[start of SOURCE]

问题
I calculated a cross-correlation of two time series using ccf()
in R. I know how to derive the confidence limits as:
ccf1 <- ccf(x=x,y=y,lag.max=5,na.action=na.pass, plot=F)
upperCI <- qnorm((1+0.95)/2)/sqrt(ccf1$n.used)
lowerCI <- -qnorm((1+0.95)/2)/sqrt(ccf1$n.used)
But what I really need is the p-value of the maximum correlation.
ind.max <- which(abs(ccf1$acf[1:11])==max(abs(ccf1$acf[1:11])))
max.cor <- ccf1$acf[ind.max]
lag.opt <- ccf1$lag[ind.max]
How do I calculate this p-value? I have searched high and low but can't find a good answer anywhere.
回答1:
Getting p-value is straightforward.
Under Null Hypothesis that the correlation is 0, it is normally distributed:
Z ~ N(0, 1/sqrt(ccf1$n.used))
So for your observed maximum correlation max.cor
, its p-value is just the probability Pr(Z > |max.cor|)

[end of SOURCE]
[start of SUPPLIED ENTRIES]

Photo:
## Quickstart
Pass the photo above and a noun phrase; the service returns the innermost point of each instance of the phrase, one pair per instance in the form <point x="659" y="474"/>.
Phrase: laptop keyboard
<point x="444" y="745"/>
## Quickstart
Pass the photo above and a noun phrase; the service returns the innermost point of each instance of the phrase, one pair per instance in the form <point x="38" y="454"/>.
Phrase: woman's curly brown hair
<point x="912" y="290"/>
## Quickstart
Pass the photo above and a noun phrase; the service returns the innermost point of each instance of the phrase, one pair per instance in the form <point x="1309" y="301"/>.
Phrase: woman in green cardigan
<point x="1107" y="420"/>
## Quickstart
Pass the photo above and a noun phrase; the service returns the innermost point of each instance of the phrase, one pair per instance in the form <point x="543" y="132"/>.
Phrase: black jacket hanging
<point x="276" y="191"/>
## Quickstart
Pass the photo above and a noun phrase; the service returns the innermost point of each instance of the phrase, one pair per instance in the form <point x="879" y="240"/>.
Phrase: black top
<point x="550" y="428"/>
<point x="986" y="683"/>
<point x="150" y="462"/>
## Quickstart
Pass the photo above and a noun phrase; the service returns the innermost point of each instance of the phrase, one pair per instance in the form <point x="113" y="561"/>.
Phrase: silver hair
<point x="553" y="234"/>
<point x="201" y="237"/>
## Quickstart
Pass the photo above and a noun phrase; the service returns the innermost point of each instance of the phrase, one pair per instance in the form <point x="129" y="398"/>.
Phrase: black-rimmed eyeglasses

[end of SUPPLIED ENTRIES]

**EXERCISES TO COMPLETE**
(A) Reproduce the cross-correlation thread from "lowerCI <- -qnorm((1+0.95)/2)/sqrt(ccf1$n.used)" to "Z ~ N(0, 1/sqrt(ccf1$n.used))".
(B) Pick up the cross-correlation thread at its last line and carry it forward.

**THE RESULTS**
(A)
lowerCI <- -qnorm((1+0.95)/2)/sqrt(ccf1$n.used)
But what I really need is the p-value of the maximum correlation.
ind.max <- which(abs(ccf1$acf[1:11])==max(abs(ccf1$acf[1:11])))
max.cor <- ccf1$acf[ind.max]
lag.opt <- ccf1$lag[ind.max]
How do I calculate this p-value? I have searched high and low but can't find a good answer anywhere.
回答1:
Getting p-value is straightforward.
Under Null Hypothesis that the correlation is 0, it is normally distributed:
Z ~ N(0, 1/sqrt(ccf1$n.used))

(B)
, which can be computed by:
2 * (1 - pnorm(abs(max.cor), mean = 0, sd = 1/sqrt(ccf1$n.used)))
Follow-up
Is it really that simple? The
ccf
is computing many correlations at once!
Are you saying that ccf
is computing correlations at different lags? Well, provided you have large number of observations N
, the standard deviation of ACF at each lag is the same: 1/sqrt(N)
. That is why the confidence interval are two horizontal lines.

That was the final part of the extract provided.